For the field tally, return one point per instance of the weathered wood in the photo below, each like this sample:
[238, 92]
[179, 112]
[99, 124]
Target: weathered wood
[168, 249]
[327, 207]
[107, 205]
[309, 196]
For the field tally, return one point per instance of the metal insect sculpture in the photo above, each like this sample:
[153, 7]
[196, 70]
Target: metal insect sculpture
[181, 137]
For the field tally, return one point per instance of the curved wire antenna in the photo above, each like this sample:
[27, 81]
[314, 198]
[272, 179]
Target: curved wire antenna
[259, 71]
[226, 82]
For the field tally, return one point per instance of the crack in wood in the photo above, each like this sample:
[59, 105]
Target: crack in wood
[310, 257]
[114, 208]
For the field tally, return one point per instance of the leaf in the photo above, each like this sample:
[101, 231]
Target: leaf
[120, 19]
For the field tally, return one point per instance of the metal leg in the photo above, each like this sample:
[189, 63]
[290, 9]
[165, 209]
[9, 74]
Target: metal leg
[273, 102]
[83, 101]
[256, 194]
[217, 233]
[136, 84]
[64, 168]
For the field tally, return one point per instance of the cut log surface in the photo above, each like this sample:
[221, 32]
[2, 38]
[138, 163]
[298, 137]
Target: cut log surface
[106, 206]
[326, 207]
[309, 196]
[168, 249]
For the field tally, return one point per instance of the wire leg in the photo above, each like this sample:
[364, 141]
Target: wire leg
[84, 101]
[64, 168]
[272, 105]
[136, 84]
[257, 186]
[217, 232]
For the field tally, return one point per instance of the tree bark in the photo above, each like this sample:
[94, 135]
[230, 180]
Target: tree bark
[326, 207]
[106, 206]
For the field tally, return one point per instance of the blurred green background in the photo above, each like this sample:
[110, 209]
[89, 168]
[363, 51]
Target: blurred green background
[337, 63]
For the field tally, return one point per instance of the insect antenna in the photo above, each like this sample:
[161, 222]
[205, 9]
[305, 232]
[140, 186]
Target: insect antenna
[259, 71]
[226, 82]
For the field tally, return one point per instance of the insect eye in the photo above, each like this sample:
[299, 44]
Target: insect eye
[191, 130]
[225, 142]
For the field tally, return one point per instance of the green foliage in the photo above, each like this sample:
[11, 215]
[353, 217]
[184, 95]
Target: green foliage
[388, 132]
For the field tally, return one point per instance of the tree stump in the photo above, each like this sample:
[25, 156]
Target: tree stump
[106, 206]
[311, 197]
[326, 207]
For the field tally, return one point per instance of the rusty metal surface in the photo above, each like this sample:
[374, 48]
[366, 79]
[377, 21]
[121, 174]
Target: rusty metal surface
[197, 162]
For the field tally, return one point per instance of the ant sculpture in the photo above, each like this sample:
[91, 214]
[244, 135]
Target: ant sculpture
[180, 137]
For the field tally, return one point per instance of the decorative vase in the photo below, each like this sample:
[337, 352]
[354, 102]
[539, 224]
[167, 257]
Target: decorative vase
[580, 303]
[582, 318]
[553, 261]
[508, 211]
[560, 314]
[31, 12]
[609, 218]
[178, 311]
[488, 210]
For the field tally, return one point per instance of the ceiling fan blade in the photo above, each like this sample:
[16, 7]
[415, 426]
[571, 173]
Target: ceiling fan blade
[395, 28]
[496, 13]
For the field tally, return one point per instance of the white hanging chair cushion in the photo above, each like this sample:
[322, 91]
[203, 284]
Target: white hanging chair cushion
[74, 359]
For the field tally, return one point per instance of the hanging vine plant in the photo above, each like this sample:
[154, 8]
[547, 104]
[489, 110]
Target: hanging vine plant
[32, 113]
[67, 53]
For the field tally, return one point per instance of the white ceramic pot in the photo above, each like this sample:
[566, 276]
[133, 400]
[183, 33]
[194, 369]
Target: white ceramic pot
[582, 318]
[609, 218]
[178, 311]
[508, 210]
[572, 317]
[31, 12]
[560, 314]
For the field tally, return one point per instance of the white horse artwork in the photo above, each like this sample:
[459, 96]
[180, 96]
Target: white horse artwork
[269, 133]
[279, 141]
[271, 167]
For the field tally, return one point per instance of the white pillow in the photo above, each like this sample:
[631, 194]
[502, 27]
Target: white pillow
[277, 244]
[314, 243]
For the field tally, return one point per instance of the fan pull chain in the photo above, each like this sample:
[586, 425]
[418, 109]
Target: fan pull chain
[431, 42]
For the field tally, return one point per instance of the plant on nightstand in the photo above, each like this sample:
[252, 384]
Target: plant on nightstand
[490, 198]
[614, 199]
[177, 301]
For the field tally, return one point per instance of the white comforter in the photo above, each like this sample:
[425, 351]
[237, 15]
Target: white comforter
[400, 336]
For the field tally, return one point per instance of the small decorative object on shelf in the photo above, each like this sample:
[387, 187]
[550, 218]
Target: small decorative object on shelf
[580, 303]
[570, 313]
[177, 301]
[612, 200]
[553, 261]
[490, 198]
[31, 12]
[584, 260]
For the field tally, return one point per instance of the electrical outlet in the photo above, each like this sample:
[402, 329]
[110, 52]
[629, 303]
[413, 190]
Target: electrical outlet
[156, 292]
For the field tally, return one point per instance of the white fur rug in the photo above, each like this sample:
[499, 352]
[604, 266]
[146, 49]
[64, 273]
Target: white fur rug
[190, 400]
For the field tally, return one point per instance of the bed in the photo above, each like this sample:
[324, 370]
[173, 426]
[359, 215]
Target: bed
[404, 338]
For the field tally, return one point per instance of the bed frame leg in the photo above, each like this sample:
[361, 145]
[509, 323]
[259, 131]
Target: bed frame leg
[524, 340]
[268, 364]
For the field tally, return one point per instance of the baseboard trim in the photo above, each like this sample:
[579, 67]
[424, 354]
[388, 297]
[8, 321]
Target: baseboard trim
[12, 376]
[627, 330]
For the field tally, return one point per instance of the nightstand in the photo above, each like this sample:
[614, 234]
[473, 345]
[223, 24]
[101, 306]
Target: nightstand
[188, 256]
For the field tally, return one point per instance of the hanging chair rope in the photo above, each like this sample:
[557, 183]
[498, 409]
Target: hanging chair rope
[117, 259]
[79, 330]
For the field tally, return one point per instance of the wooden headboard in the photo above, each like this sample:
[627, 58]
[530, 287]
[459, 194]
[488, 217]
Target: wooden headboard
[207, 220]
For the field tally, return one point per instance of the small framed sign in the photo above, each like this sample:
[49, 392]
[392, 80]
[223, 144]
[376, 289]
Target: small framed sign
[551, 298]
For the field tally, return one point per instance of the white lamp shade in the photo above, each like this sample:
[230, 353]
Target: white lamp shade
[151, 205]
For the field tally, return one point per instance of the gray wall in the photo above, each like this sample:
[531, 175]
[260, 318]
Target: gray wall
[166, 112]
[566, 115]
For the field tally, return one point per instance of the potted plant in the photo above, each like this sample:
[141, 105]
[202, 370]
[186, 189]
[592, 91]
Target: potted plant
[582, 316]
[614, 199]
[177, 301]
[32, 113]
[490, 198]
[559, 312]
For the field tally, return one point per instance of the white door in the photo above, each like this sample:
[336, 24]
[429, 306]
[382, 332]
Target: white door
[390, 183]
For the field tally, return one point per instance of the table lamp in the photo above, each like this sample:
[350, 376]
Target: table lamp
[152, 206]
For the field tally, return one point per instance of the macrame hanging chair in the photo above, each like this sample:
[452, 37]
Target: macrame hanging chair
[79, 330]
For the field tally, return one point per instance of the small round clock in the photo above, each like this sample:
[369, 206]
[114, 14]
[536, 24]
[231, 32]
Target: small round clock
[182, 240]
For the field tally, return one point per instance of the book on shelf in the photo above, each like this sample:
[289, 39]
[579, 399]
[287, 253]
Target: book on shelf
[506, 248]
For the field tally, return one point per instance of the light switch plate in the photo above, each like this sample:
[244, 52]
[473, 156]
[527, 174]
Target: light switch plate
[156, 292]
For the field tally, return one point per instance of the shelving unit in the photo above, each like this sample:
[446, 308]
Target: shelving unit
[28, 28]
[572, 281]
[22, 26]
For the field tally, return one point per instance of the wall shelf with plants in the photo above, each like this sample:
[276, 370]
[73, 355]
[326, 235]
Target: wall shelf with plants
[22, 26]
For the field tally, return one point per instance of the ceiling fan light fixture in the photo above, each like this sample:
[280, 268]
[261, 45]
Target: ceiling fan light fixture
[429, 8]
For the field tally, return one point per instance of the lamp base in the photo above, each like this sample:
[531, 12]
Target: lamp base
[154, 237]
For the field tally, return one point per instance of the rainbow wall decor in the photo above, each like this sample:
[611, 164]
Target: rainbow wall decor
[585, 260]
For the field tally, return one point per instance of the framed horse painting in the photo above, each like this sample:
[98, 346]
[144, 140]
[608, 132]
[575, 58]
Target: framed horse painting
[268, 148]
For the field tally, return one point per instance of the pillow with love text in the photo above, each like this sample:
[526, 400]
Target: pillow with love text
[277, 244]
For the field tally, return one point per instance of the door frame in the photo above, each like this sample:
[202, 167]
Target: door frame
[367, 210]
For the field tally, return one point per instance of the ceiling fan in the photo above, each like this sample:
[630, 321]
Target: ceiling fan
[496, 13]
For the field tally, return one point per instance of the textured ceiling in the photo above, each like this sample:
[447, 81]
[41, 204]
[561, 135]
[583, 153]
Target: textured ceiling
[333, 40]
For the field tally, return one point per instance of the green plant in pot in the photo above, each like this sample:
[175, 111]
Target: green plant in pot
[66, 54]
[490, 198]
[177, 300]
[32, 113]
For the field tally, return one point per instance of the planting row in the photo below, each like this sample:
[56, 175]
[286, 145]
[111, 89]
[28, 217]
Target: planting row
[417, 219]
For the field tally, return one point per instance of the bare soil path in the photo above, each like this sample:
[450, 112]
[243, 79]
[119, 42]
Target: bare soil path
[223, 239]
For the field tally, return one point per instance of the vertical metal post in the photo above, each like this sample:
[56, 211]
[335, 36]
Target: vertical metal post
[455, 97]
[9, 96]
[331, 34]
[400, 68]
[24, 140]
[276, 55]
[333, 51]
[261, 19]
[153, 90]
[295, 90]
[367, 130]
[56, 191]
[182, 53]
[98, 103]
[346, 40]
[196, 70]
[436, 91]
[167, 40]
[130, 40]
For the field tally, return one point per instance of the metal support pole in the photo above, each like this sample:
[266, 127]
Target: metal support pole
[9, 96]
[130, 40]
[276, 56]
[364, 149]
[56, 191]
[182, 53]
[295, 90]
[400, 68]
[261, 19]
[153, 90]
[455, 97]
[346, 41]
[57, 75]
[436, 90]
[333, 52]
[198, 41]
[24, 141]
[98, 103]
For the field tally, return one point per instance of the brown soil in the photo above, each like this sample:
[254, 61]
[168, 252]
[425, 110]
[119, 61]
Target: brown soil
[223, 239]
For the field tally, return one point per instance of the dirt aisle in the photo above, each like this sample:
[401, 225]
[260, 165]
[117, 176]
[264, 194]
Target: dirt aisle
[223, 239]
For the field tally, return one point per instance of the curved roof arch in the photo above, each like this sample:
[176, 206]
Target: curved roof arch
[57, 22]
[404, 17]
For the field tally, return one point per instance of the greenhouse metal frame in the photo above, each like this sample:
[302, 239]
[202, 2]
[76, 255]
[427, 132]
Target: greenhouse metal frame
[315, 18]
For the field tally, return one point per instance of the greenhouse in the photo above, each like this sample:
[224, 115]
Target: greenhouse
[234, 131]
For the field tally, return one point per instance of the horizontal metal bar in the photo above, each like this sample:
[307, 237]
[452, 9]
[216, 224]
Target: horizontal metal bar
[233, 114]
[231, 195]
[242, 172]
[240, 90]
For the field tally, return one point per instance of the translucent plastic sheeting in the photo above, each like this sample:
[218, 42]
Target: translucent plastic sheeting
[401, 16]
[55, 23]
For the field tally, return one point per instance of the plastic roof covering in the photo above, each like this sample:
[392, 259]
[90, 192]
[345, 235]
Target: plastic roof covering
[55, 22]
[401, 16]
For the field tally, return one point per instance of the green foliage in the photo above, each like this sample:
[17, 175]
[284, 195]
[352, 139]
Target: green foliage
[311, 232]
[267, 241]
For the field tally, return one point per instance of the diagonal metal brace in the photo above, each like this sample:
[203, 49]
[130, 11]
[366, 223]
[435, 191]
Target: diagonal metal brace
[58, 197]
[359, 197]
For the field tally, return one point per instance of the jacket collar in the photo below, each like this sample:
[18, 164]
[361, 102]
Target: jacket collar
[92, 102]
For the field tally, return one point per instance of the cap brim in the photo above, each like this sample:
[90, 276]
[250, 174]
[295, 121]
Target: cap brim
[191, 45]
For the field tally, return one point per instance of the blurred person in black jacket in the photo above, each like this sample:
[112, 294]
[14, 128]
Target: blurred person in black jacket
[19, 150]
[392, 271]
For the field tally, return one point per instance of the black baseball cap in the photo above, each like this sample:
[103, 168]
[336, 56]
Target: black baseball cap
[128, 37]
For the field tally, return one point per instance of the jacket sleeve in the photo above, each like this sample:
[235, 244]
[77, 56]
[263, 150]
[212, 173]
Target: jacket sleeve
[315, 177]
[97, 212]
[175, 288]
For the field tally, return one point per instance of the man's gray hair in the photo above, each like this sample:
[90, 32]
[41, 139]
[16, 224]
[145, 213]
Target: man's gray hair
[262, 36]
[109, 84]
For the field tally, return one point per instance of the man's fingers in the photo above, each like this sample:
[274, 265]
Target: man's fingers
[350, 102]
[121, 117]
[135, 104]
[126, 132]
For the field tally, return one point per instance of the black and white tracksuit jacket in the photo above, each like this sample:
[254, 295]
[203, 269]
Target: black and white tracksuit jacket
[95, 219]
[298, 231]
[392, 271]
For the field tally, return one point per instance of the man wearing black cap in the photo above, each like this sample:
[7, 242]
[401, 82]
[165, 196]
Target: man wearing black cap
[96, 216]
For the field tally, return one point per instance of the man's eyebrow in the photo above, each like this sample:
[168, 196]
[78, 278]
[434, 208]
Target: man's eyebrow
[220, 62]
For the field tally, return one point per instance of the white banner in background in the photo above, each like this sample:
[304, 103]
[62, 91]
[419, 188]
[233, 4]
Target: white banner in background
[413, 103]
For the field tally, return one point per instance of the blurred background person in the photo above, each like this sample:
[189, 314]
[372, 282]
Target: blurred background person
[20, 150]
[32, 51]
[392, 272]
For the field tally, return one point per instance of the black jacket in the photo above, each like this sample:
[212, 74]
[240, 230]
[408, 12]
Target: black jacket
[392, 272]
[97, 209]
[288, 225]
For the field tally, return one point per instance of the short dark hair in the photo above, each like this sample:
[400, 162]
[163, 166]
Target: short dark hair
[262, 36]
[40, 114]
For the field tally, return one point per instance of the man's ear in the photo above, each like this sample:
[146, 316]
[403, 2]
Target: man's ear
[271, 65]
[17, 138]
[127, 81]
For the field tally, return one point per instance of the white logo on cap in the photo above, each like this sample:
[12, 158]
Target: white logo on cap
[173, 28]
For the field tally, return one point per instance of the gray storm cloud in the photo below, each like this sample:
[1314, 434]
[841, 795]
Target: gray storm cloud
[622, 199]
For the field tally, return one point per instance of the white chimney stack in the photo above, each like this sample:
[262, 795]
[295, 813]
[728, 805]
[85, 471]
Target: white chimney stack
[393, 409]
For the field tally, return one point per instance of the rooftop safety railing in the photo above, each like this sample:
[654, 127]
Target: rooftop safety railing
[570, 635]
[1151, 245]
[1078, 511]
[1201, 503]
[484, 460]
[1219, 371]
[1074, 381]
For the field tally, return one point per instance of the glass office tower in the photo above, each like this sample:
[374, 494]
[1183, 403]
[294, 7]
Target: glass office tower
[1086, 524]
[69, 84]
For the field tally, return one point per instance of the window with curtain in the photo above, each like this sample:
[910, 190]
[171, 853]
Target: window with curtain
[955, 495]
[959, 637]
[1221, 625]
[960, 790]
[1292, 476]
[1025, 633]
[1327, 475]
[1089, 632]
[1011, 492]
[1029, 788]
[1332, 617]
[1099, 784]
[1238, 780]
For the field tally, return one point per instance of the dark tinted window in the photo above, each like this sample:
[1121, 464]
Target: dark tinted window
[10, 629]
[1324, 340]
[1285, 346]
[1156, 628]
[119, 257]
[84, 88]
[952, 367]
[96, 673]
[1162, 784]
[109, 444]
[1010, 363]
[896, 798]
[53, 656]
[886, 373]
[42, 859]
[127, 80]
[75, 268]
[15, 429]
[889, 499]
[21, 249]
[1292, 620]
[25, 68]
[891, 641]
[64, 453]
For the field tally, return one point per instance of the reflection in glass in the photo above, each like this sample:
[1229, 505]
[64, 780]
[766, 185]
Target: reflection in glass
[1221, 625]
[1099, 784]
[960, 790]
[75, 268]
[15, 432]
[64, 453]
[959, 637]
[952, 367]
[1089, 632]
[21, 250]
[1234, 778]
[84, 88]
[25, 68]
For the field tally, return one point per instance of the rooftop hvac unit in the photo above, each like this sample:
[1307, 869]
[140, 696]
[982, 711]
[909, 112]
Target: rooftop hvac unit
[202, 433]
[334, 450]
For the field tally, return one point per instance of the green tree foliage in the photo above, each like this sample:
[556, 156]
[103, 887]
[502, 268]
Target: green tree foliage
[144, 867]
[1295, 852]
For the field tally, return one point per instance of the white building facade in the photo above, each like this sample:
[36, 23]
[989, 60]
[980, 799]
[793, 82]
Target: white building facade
..............................
YOUR ASSIGNMENT »
Reproduce each line in the listing above that mentions the string "building".

WRITTEN REPLY »
For the field tally, return one point per instance of the white building facade in the photo above, each like this sample:
Target: white building facade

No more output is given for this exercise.